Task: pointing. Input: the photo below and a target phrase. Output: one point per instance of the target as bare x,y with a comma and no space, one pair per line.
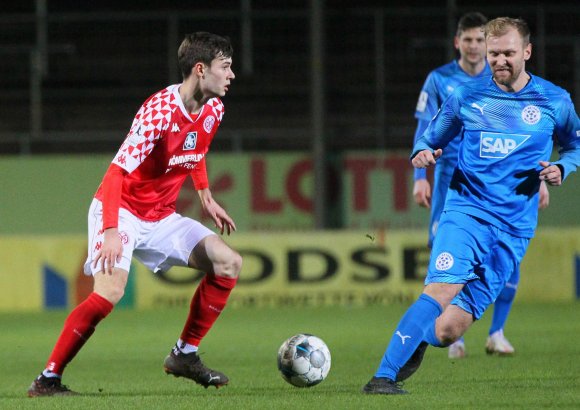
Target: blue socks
418,321
502,307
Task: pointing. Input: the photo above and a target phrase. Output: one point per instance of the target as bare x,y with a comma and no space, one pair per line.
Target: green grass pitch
121,366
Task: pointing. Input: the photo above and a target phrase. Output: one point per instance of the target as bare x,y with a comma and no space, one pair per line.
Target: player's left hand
425,158
551,173
544,196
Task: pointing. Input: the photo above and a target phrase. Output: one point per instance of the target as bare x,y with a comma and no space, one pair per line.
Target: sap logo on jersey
497,145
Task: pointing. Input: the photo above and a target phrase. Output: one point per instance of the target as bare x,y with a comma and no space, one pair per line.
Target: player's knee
230,266
113,294
507,294
447,333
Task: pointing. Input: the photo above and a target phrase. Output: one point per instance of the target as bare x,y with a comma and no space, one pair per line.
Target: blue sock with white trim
410,332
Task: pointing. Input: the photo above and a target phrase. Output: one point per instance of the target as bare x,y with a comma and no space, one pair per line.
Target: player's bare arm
422,193
111,251
551,173
426,158
220,217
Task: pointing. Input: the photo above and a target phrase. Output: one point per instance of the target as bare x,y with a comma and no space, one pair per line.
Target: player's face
471,45
218,77
507,57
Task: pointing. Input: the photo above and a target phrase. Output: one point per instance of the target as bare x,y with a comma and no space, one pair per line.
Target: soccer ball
304,360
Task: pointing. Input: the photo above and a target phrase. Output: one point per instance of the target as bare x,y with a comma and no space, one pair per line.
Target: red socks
78,327
206,305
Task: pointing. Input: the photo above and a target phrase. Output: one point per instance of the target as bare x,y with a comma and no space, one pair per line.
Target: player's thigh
170,242
111,286
460,246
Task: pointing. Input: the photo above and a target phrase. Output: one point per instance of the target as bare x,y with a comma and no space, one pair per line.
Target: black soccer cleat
382,385
48,386
413,363
190,366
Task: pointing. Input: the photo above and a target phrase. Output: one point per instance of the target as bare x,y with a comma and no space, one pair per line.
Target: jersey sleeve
568,137
148,127
111,187
428,102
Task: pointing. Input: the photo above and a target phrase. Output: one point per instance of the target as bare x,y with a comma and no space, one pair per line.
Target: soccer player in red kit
133,214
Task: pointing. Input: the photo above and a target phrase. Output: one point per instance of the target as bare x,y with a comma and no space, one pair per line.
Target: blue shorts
470,251
442,180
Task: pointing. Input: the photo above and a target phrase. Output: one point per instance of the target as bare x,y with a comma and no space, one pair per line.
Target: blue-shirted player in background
509,123
469,41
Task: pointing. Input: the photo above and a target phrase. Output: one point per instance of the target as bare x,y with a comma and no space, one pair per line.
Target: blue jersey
439,84
505,136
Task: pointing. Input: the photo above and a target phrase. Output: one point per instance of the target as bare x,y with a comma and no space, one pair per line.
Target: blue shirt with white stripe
504,137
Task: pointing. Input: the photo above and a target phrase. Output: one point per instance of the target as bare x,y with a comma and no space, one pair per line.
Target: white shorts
158,245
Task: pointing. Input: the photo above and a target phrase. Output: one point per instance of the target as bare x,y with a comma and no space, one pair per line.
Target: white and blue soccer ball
304,360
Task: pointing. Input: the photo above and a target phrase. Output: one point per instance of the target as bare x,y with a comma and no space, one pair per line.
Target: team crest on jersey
444,261
190,141
497,145
531,114
208,123
422,102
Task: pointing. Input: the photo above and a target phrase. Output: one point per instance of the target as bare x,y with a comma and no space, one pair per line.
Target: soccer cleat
48,386
413,363
497,344
382,385
190,365
456,350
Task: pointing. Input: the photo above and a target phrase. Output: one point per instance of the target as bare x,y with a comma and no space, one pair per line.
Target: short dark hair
202,47
501,25
470,20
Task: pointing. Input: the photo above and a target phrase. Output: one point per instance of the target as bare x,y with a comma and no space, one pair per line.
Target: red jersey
164,145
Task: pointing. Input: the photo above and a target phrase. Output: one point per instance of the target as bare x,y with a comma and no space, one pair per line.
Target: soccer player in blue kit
471,64
509,123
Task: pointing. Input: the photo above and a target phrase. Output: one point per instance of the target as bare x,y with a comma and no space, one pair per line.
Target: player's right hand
426,158
110,253
422,193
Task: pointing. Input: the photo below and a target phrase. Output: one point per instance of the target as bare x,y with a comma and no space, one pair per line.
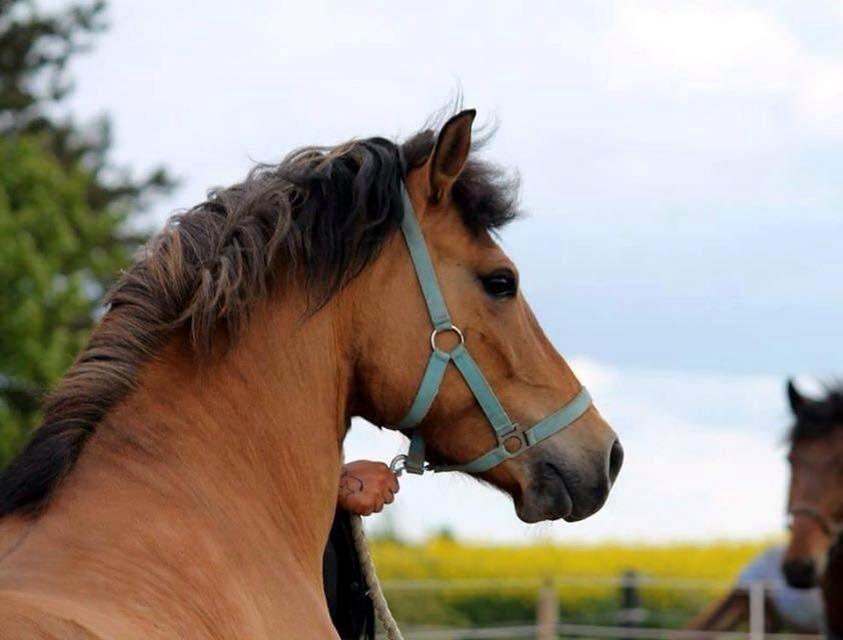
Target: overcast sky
680,168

PROBLEM DETAILS ▸ Without changing a word, retype every entry above, but drop its pictures.

RESPONSE TO THE EXERCISE ▸
Task: pointing. Input: the photo below and a target phrase. Output: one point per instance of the target as bare x,y with a comma and no space, one pair per line.
Target: blue socks
418,321
502,307
Task: pointing. Input: the photo above and a target phrase. Output: one point per instance of the target as bare x,y with a comma and no space, one pair per line.
Target: green grass pitch
121,366
Task: pointing. Input: the photo above and a target phrase. Output: one point per instance of the target as bare x,y with a comma and no space, one pair per line.
Target: player's left hand
425,158
551,173
544,196
Task: pointing. Input: the photo above and a target phrase. Output: one point per instance of the target as bare x,y with a comma and no space, one pair per line.
Target: sap logo on jersey
497,145
Task: pointing. Input: the photo above and a target phrase. Output: one point per instance of the target as bare x,y with a comma and no space, one pair per line.
Target: player's knee
230,266
113,294
507,294
447,333
Task: pointing. Input: the photo above and a target phrase. Output: one point per instance of the target as bare x,y with a comma and no space, one pair per line.
Target: blue sock with white trim
410,332
Task: pointing. Input: the photo above and a target phrase. Output: one point per instance of the target as bare x,y with a comma and no space, one pair per line.
Target: player's bare arm
422,193
111,251
551,173
426,158
220,217
Task: pointing. Input: the photo above and a target phrase. Output: one point per instance of the target as bare x,y with a comma and no space, one pair per line.
Target: player's face
471,45
218,77
507,57
Task: pointing. Input: the photo above and a target phrase. Output: one point per instance of the target as bare x,y with a comma and no space, one pair per line.
Target: soccer ball
304,360
Task: pointing. Input: the photo above and a target phrase. Output: one point per instance of the target as bare x,y with a comma and no space, one pair per line.
Target: red socks
78,327
206,305
Task: pointing. Input: the photo above and a target phrase. Output: one point per instance of the target as bare x,y with a comma and no space, one pair per line.
Target: player's thigh
170,242
111,286
460,246
Task: pointing. Input: the photo above and a target phrase. Output: one point per instance of the target as bare x,y with a comma and no space, one pair per line.
Target: black soccer cleat
382,385
48,386
413,363
190,366
Task: pointing. Input: the photo above and a target phrase. Output: one point per instance of the target as bare x,y with a comma and no space, one pair per line.
Target: jersey sleeve
568,137
148,127
111,187
428,102
Task: pointing. Input: the photo above and a target phrase. Output: one point per instance of the target as bare x,y with a comma and no space, one pair per line.
Target: soccer player in red kit
133,214
Task: pointing. Input: the photo above and a target phrase. Output: one point per instance of the target as bare x,y with a comma and no space, one pair per line.
Target: blue shorts
470,251
442,180
Task: pointing. Input: the photo above and a target phrase. Output: one point per instance of the target as bare x,y with a comma and no space, one pair per line.
Target: blue-shirted player in background
509,123
469,41
Task: pointing. Input: the photo above and a target phrase. Output: one point per instance of the target as bare x,y with a comma and no space, one pair per line.
Target: blue jersey
439,84
505,136
Task: pointing. Input: the photo above and a target phrase. Output: one point per instance of the target as bare x,y with a comma and no space, one pair per line.
Target: blue shirt with white stripe
504,137
Task: pointing. Input: the photo above and a target phrase. Output: one point per instance of the target as bare x,y with a comma and no space, one pair per line.
Target: white shorts
158,245
Task: pointing. Input: the photo above and a target phrase. Output: one point per instance of the target as bare x,y with a comma and no space, one pair per line.
Target: white and blue soccer ball
304,360
Task: pointing. Input: the photo above and a target phrase. Output: one point per instance of the target as bare x,y with a comma and no space, one pair per line.
Target: team crest on jersey
444,261
190,141
497,145
531,114
208,123
422,102
Task: pointing. Input: the photo above and a target phrase. Output: one point per instance of the target as bare x,y with a comma and no space, one pair per line.
Target: soccer cleat
48,386
413,363
497,344
382,385
190,365
456,350
Task: pointing. Input: the photo above and a target phrase. Output: one point per instance of the target as bare x,y with a comma and no space, one pair per line.
Target: short dark hair
202,47
501,25
470,20
Task: pointing. Input: the photo above and a target phrase. Output: one point per instance of the target as bare x,y with a comma and no space, one pair per line.
Target: red jersey
164,145
Task: pointing. Input: the photo above and a target phrase. Output: one point per instance of the target as bare x,y with a comma and no space, one pair per line.
Target: soccer player in blue kit
471,64
509,123
Task: pointing. Input: the photo above and a target phrase. Output: one point per instance of the target as bare x,y with a comma and no space, one pair per line.
Target: player's right hand
426,158
110,253
422,193
Task: pointing. Input: the photo below and a target phrase. Output: one point per instance of the target as bare x,y with a comma and no space, one pair per line.
Target: overcast sky
680,168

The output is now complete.